__TASK GOAL__: Locate each line in the rows below that contains the word "concrete", and copy every such line in full.

__SOURCE DATA__:
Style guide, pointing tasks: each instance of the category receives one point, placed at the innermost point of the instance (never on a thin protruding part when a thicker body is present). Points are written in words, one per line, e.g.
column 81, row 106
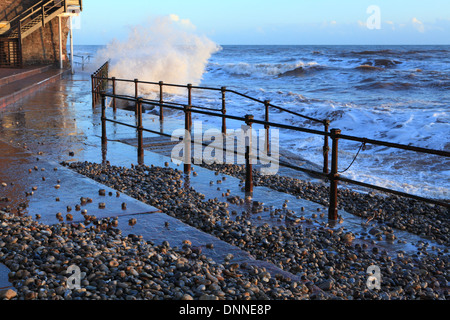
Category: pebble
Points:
column 301, row 251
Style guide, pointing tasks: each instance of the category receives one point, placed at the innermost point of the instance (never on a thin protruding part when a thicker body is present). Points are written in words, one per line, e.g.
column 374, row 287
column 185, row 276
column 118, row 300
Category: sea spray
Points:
column 165, row 48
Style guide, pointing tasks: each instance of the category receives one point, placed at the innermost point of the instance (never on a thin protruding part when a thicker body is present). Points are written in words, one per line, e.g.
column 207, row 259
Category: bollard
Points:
column 140, row 132
column 248, row 160
column 334, row 176
column 326, row 147
column 104, row 138
column 187, row 140
column 224, row 111
column 161, row 101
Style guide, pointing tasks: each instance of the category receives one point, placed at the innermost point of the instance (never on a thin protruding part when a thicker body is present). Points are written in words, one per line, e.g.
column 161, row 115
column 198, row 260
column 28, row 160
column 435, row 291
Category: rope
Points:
column 363, row 146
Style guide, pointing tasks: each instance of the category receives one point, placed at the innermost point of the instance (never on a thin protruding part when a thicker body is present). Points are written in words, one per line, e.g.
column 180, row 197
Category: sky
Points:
column 276, row 22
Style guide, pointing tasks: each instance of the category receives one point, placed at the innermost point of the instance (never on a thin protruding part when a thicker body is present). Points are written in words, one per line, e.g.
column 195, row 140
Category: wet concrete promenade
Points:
column 58, row 124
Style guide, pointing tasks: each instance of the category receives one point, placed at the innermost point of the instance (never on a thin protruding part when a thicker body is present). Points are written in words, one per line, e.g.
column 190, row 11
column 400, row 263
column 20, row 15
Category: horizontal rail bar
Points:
column 121, row 123
column 290, row 127
column 399, row 193
column 395, row 145
column 216, row 89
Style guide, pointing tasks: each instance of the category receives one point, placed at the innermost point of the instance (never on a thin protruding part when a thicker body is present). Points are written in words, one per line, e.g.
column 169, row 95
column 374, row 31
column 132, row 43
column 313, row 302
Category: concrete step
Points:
column 9, row 75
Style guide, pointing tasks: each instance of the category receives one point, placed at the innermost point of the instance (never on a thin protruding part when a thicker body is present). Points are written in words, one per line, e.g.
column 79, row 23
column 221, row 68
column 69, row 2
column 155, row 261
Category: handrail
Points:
column 217, row 89
column 223, row 90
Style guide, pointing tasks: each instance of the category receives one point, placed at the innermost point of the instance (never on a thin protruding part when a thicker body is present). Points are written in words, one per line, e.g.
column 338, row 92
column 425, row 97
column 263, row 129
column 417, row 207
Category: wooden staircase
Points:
column 37, row 16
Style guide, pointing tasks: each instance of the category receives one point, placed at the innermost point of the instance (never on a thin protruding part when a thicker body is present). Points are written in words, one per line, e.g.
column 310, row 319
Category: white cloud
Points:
column 418, row 25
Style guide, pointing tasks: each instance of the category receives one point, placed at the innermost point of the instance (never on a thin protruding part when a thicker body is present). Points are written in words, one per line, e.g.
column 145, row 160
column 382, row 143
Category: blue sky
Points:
column 276, row 21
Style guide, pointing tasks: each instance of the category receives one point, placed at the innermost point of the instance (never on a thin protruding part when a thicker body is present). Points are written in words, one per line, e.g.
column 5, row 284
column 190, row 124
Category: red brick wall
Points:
column 41, row 47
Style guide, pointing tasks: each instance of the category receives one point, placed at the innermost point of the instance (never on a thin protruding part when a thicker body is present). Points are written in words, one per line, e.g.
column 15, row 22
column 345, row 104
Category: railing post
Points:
column 114, row 93
column 140, row 131
column 334, row 176
column 161, row 101
column 187, row 140
column 136, row 93
column 326, row 147
column 93, row 91
column 189, row 86
column 267, row 127
column 104, row 138
column 43, row 16
column 224, row 111
column 248, row 160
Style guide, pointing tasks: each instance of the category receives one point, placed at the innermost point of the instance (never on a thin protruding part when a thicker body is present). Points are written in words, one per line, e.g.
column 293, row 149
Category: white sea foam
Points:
column 165, row 48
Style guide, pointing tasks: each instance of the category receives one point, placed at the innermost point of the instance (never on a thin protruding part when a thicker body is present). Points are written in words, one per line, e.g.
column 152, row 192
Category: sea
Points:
column 398, row 94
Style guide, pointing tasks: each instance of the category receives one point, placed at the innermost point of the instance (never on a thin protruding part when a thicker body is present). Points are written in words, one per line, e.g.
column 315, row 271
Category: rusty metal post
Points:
column 161, row 101
column 114, row 93
column 224, row 111
column 136, row 94
column 248, row 160
column 190, row 104
column 187, row 140
column 103, row 118
column 326, row 147
column 93, row 91
column 267, row 127
column 140, row 131
column 334, row 176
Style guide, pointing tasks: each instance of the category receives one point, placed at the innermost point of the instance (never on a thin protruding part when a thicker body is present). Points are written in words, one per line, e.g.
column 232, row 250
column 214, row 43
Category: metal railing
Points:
column 334, row 176
column 85, row 59
column 97, row 78
column 99, row 83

__SOLUTION FOR THIS PROBLEM__:
Category: wet concrete promenade
Category: concrete step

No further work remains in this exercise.